I don't even use my custom startpage anymore.

It is just static HTML with some links + some style to make it look nice.


Ditto. I created my own startpage, just a plain HTML here and CSS there. Took me a week to learn how to do HTML and CSS (well... took me three weeks to figure out how to use CSS).

I went with static HTML because I want something easily editable and my memory is shit. So I need something that I can easily edit it and portable. I have several desktops, so I have my html page in my OneDrive and have my browsers to use it as the homepage.


I use the Custom New Tab URL extension that's set to my Notion page where I organize my projects.


notion with links to various todolists, calendars & note taking areas & new tab redirect


mine's built in Svelte/Sapper with Airtable as the CMS. Sometimes I just use Airtable directly, but Svelte gives me a better interface. Hosted as serverless app on Vercel.

I add to the start page (which has devolved into a favorite links page) through a bookmarklet


I use simple TODO manager in local HTML file with local storage for data as the start page.

- - - - -

SHORT EXERCISE A: Please copy, without any change, the part of the listing that opens with the line containing "of the bear" and runs through the listing's final line, both ends included.

- - - - -

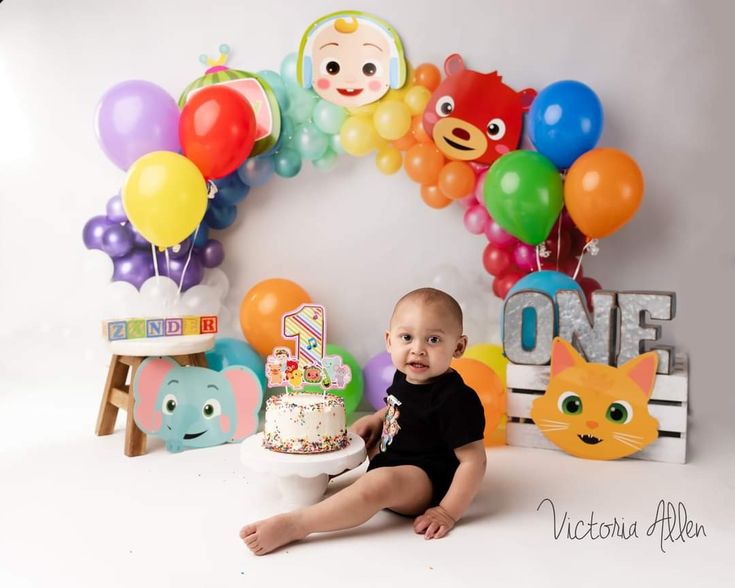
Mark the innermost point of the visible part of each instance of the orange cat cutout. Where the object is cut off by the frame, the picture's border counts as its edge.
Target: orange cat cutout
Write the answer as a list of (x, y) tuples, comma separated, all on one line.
[(597, 411)]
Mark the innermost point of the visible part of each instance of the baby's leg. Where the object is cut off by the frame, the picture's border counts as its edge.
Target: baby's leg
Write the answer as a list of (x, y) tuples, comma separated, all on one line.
[(404, 489)]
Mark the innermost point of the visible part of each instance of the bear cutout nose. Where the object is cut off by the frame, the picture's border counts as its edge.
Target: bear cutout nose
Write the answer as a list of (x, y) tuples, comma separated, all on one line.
[(461, 133)]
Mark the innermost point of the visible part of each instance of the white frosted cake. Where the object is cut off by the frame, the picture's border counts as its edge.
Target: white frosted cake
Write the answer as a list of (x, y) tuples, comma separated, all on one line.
[(305, 423)]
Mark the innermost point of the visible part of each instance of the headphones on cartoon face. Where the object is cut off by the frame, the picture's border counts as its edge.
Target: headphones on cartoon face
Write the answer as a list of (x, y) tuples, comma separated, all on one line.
[(394, 66)]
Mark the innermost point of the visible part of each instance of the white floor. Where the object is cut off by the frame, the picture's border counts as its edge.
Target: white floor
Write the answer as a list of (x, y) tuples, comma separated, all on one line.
[(76, 512)]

- - - - -

SHORT EXERCISE B: Go on with the startpage discussion after its last sentence.

ANSWER A:
Mark the innermost point of the visible part of each instance of the bear cutout nose. Where the object is cut off by the frame, the picture's border counts as its edge.
Target: bear cutout nose
Write the answer as a list of (x, y) tuples, comma separated, all on one line.
[(461, 133)]
Mark the innermost point of the visible part of each instance of the white frosted cake. Where the object is cut off by the frame, the picture's border counts as its edge.
Target: white frosted cake
Write the answer as a list of (x, y) tuples, comma separated, all on one line.
[(305, 423)]
Mark the innermost point of the visible part of each instance of the headphones on cartoon face. Where the object is cut off by the frame, the picture's border counts as its edge.
Target: headphones on cartoon face
Write the answer as a list of (x, y) tuples, comma separated, all on one line.
[(394, 66)]
Mark the innermost point of the visible part of each instance of the white floor. Where the object is cut off by the frame, the picture's border counts as its edge.
Target: white floor
Write the answer as a list of (x, y) tuples, comma separated, all on one line.
[(76, 512)]

ANSWER B:
I used momentum for a while. Not that flexible though. Maybe worth a look.


Personally, I use Vivaldi, which has a simple (but opionated) start page


I use Caret Tab. Nicely configurable, syncs with browser settings.


I don’t, I type into the search bar and let my history do the work


About:blank

That’s the only home page I want to have set on any browser I use.


I just restore the last session to reopen all my tabs.


I dont, it's just distraction. I have bookmarks


Don't.

Make a "Personal Start Worksheet" instead.


Explain?


about:profiles

I use multiple profiles in FF and my start page is the profile selector.


about:blank


Wordpress?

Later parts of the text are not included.